Pero en la obscuridad de la sala de cine todo inicia con ese halo, diamante, vapor de cristal-consciencia, siendo esto todo lo que lo constituye y de lo que está conformado el universo.
Se podría decir, no sin sentir un poco de miedo ante el mundo, que esta es una película experimental con el espíritu de hace 40 años pero con un presupuesto de 32 millones de dólares; sería una interesante reflexión si solo el dinero hace distinta esta propuesta que lo que hacían Mekas, Deren o Brakhage. Creo que para lo que está haciendo Malick, el factor económico es necesario y aquí sería importante cuestionar si su intento pertenece al mundo de la naturaleza o al mundo de la gracia, como lo hacen sus personajes. De niña la madre de la familia, la que no puede ser más apacible Mrs. O’Brien (Jessica Chastain), cargando un corderito frente a su padre en la pradera, conoce la disyuntiva en la que uno puede elegir entre vivir en cualquiera de estos dos mundos. El camino de la gracia o el de la naturaleza, la fuerza o la compasión.

══════════════════════════════

- [Tarea A]
Responda según el fragmento:
(i) ¿Qué presupuesto tiene la película?
(ii) ¿Qué tres nombres se citan al comparar esta propuesta con otras?
(iii) ¿Qué carga de niña Mrs. O’Brien frente a su padre en la pradera?
- [Tarea B] Reproduzca el pasaje del fragmento comprendido entre "Se podría decir, no" y "o la compasión.", ambos incluidos, y cambie "pradera" por "llanura".
Los ítems proceden de una fuente distinta a la del fragmento.

══════════════════════════════

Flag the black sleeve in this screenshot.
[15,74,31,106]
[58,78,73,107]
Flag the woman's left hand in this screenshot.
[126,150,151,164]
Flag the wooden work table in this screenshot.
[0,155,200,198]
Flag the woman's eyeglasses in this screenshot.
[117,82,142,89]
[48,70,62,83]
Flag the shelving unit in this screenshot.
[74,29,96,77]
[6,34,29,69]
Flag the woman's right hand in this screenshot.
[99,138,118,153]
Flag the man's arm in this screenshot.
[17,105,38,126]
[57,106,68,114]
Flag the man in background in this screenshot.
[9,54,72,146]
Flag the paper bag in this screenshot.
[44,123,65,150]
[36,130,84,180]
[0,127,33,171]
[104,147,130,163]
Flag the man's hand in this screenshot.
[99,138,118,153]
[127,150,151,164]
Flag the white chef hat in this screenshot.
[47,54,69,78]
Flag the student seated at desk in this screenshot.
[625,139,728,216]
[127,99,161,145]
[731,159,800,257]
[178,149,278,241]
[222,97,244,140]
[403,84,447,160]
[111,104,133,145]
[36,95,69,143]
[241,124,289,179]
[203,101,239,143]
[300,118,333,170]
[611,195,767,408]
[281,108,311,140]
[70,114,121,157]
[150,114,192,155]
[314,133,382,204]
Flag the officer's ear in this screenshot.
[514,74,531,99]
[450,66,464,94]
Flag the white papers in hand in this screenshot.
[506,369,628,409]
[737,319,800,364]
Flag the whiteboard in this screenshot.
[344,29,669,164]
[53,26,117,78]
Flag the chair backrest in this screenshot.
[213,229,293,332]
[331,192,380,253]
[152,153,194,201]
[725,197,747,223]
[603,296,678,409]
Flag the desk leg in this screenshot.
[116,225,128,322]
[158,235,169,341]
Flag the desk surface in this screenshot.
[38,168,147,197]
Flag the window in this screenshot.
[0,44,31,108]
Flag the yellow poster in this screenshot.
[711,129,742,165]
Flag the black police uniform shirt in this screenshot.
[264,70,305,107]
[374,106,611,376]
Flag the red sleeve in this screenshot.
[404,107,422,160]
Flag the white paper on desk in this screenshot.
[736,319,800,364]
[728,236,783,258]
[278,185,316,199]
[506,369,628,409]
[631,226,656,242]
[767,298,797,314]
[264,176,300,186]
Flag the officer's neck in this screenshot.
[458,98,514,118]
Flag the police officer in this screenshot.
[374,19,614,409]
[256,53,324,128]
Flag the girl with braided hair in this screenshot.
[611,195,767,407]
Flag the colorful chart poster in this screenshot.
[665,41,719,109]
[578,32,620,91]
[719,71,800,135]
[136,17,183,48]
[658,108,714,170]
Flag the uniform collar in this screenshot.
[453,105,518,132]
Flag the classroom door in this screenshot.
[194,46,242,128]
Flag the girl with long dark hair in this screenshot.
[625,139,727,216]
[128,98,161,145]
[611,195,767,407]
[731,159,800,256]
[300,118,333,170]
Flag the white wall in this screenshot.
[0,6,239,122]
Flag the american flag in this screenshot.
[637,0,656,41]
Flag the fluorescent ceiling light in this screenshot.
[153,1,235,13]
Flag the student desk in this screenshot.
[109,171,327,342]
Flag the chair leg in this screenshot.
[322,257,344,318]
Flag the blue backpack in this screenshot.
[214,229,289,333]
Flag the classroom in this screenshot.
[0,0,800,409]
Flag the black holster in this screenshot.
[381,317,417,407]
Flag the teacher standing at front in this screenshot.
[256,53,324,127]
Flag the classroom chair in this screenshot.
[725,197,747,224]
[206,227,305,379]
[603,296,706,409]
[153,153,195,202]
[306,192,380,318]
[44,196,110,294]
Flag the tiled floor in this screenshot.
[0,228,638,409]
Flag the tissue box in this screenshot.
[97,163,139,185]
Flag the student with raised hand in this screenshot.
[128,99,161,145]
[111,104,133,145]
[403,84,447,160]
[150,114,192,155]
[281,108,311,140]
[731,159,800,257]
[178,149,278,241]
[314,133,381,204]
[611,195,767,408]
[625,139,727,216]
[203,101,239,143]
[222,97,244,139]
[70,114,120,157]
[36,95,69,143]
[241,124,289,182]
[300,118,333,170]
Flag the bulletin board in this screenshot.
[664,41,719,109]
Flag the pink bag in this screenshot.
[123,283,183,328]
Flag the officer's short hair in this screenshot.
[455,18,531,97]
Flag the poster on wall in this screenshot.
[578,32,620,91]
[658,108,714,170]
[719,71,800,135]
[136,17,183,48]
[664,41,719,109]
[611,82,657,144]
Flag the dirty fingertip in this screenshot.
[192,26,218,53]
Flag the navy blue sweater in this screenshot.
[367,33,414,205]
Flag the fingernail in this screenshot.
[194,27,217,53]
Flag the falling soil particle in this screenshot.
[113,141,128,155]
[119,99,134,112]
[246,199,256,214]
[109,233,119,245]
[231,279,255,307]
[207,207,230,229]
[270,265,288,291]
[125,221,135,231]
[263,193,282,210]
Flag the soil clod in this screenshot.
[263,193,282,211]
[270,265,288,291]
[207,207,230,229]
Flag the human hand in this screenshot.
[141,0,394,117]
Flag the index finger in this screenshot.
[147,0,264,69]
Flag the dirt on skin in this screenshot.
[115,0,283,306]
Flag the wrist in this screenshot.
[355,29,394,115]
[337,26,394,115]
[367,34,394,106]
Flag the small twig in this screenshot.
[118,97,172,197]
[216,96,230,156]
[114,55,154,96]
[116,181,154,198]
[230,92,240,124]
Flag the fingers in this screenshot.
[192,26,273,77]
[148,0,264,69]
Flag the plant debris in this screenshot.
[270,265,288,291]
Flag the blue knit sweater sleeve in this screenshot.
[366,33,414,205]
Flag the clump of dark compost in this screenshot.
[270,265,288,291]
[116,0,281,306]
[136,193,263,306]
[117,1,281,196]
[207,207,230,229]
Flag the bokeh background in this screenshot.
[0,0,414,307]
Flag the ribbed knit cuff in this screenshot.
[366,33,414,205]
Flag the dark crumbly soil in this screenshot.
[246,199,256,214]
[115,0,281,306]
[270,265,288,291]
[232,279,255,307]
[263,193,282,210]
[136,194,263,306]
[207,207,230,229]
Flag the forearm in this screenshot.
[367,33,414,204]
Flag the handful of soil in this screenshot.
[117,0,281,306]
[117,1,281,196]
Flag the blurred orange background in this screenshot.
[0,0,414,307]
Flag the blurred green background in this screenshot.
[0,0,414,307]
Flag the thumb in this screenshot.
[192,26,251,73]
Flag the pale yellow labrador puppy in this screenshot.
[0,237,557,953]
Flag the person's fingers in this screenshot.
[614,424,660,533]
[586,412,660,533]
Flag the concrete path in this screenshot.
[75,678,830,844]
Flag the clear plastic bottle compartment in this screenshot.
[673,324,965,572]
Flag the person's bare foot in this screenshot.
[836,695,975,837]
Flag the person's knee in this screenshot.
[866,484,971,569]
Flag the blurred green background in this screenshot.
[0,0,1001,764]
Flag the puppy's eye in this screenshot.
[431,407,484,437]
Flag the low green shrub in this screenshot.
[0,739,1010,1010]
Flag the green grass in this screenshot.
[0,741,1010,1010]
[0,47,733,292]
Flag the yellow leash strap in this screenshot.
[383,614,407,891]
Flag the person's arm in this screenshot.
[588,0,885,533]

══════════════════════════════

- [Solución del ejercicio A]
(i) 32 millones de dólares.
(ii) Mekas, Deren y Brakhage.
(iii) Un corderito.

- [Solución del ejercicio B]
Se podría decir, no sin sentir un poco de miedo ante el mundo, que esta es una película experimental con el espíritu de hace 40 años pero con un presupuesto de 32 millones de dólares; sería una interesante reflexión si solo el dinero hace distinta esta propuesta que lo que hacían Mekas, Deren o Brakhage. Creo que para lo que está haciendo Malick, el factor económico es necesario y aquí sería importante cuestionar si su intento pertenece al mundo de la naturaleza o al mundo de la gracia, como lo hacen sus personajes. De niña la madre de la familia, la que no puede ser más apacible Mrs. O’Brien (Jessica Chastain), cargando un corderito frente a su padre en la llanura, conoce la disyuntiva en la que uno puede elegir entre vivir en cualquiera de estos dos mundos. El camino de la gracia o el de la naturaleza, la fuerza o la compasión.